WHAT TO WORK ON -
All the data should be transcribed exactly, with every line kept.

(Extracted data entries)
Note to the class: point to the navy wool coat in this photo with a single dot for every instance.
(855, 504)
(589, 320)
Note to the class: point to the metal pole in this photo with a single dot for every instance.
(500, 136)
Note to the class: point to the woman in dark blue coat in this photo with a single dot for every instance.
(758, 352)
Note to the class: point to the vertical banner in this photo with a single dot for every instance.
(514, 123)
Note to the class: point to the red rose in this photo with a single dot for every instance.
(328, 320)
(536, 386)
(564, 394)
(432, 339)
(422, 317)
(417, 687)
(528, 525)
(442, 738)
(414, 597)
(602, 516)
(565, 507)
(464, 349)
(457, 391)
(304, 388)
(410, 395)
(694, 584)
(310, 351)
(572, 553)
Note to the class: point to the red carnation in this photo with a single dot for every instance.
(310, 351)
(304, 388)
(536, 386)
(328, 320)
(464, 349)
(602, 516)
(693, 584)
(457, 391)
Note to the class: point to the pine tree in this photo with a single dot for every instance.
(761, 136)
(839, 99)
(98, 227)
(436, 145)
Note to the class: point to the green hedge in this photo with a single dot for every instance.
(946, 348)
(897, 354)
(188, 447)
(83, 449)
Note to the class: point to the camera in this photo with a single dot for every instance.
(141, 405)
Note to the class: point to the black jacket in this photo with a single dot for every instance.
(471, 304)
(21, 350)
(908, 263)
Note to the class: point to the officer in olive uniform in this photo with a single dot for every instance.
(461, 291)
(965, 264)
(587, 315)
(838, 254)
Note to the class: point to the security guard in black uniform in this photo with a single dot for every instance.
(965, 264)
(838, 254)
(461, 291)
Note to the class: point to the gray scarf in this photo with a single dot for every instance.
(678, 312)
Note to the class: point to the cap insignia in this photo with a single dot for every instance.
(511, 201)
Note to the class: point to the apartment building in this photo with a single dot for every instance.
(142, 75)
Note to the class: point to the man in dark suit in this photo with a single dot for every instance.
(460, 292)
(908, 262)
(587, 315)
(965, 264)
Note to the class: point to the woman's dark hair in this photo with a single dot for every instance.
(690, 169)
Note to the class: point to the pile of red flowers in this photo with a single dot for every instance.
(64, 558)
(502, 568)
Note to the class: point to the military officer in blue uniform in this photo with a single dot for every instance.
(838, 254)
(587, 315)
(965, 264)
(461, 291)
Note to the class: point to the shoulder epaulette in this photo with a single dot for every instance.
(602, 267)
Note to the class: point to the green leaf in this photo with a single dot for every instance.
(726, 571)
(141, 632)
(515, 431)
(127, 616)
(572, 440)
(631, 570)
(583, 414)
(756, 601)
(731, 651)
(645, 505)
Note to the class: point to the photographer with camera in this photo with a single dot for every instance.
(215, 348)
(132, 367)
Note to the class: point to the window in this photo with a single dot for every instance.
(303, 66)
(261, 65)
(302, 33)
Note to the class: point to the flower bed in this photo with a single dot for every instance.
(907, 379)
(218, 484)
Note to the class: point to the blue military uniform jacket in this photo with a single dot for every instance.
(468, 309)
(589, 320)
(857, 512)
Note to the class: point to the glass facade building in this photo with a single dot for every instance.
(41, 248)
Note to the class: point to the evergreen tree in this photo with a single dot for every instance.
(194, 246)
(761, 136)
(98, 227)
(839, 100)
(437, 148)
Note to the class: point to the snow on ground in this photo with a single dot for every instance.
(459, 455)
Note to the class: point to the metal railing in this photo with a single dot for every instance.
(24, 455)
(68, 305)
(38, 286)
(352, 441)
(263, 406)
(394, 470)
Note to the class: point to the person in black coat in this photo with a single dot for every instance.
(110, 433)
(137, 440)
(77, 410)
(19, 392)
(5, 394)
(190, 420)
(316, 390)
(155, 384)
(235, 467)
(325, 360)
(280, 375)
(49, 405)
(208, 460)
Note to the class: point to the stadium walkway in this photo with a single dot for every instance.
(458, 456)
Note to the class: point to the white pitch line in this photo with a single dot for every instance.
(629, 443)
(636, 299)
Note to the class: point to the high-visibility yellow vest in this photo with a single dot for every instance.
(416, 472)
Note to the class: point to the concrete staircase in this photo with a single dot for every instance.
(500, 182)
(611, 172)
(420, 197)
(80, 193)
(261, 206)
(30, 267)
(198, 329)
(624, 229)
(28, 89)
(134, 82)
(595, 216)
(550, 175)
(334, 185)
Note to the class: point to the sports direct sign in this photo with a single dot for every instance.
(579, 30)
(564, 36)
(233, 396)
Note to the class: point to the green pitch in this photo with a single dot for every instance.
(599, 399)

RESPONSE TO THE TASK -
Note to the class: point to the navy wool coat in this photo with a single dot for every instance.
(855, 504)
(589, 320)
Note to the class: point to the metal pole in this photo with a single dot for every instance.
(500, 136)
Note to the class: point to the woman in dark blue coat in this photo with a single dot for every instance.
(758, 352)
Note to the class: point to the vertical banner in this photo with a single dot for every instance.
(514, 123)
Note to the class: point to the red rose in this photo with a single dot for every instance.
(328, 320)
(536, 386)
(564, 394)
(432, 339)
(422, 317)
(417, 687)
(528, 525)
(442, 738)
(414, 597)
(602, 516)
(565, 507)
(464, 349)
(457, 391)
(304, 388)
(410, 395)
(694, 584)
(310, 351)
(572, 553)
Note to the class: point to the red carnation in this photo with a single dot for every instance.
(310, 351)
(304, 388)
(536, 386)
(328, 320)
(464, 349)
(602, 516)
(693, 584)
(457, 391)
Note to the class: point to the pine tree in this photo with a single dot for every instance.
(761, 136)
(839, 99)
(98, 227)
(436, 145)
Note to the class: point to the green hedge in this photo with a single dot for every instance.
(946, 348)
(897, 354)
(188, 447)
(83, 449)
Note to the class: point to the camera in this photo with a single dot for every instance.
(141, 405)
Note to the class: point to the black jacket in this photo with a single dot for every instance.
(471, 304)
(21, 350)
(908, 263)
Note to the class: point to the officer in olive uniform in this photo with a single dot for every instance.
(461, 291)
(965, 264)
(587, 315)
(838, 254)
Note to the class: point to the security guard in black uniform in this photo with a single dot for every instance.
(965, 264)
(838, 254)
(461, 291)
Note to the class: point to the gray scarf in this photo with a single dot for every instance.
(678, 312)
Note to the class: point to the cap insignia in this photo with a single dot for every instance.
(511, 201)
Note to the class: point to the apartment building in this photo with a single dot for every instance.
(142, 75)
Note to the class: point to the man in dark suit in this photo with a single dot for every instance.
(460, 292)
(908, 262)
(587, 315)
(965, 264)
Note to the class: point to the woman's dark hair in this photo with a single dot for every instance.
(690, 169)
Note to the class: point to the pile of red flowers in this photo with a single dot for every instance.
(64, 558)
(502, 568)
Note to the class: point to the military officer in blue uniform in this photo with a single dot for every instance.
(838, 254)
(587, 315)
(965, 264)
(461, 291)
Note to the class: point to the shoulder epaulette in this photo with a single dot for every instance.
(602, 267)
Note to the class: point to the green leaf in this photo with a single dot for every instance.
(726, 571)
(141, 632)
(515, 431)
(127, 616)
(572, 440)
(631, 570)
(583, 414)
(756, 601)
(731, 651)
(645, 505)
Note to the class: point to the photographer with camera in this photo with a single dot for every instance.
(215, 348)
(132, 367)
Note to the class: point to the window in this photo with a single dot for every instance.
(303, 66)
(261, 65)
(302, 33)
Note to the class: point to the flower bed in this photo with a single dot for every instance.
(907, 379)
(218, 484)
Note to the class: point to the blue military uniform jacket in this photo with a single dot for every instance.
(468, 309)
(589, 320)
(857, 512)
Note to the class: point to the glass facade building in this photo with a single dot for every instance.
(41, 248)
Note to the class: point to the evergreen tree in this photo with a single dot for every instance.
(194, 246)
(761, 136)
(98, 227)
(839, 100)
(437, 148)
Note to the class: point to the snow on ground in this photo with a single dot for every instance.
(459, 455)
Note to the class: point to the metal railing in this photo with a single dot for every instance.
(24, 455)
(68, 305)
(38, 286)
(352, 441)
(263, 406)
(394, 470)
Note to the class: point to the person in black coat in this photo with a single dot for every instance.
(110, 433)
(137, 440)
(77, 410)
(19, 392)
(5, 394)
(190, 420)
(316, 390)
(155, 384)
(235, 467)
(325, 360)
(280, 375)
(49, 405)
(208, 460)
Note to the class: point to the stadium walkway in this photo with a single dot for every instance.
(458, 456)
Note to the class: point to the white pitch line in this photo with a single dot for every instance.
(629, 443)
(636, 299)
Note to the class: point to the high-visibility yellow vest in this photo with a single dot for every instance.
(416, 472)
Note to the class: point to the concrete staircase in this photo with a single dot for every instance.
(500, 182)
(611, 172)
(420, 197)
(80, 193)
(261, 206)
(30, 267)
(198, 329)
(624, 229)
(28, 89)
(134, 82)
(595, 216)
(550, 175)
(334, 185)
Note to the class: point to the sports direct sign in this photo with a single dot for every instance.
(579, 30)
(564, 36)
(233, 396)
Note to the class: point to the green pitch in this photo with a single dot for every instance.
(599, 399)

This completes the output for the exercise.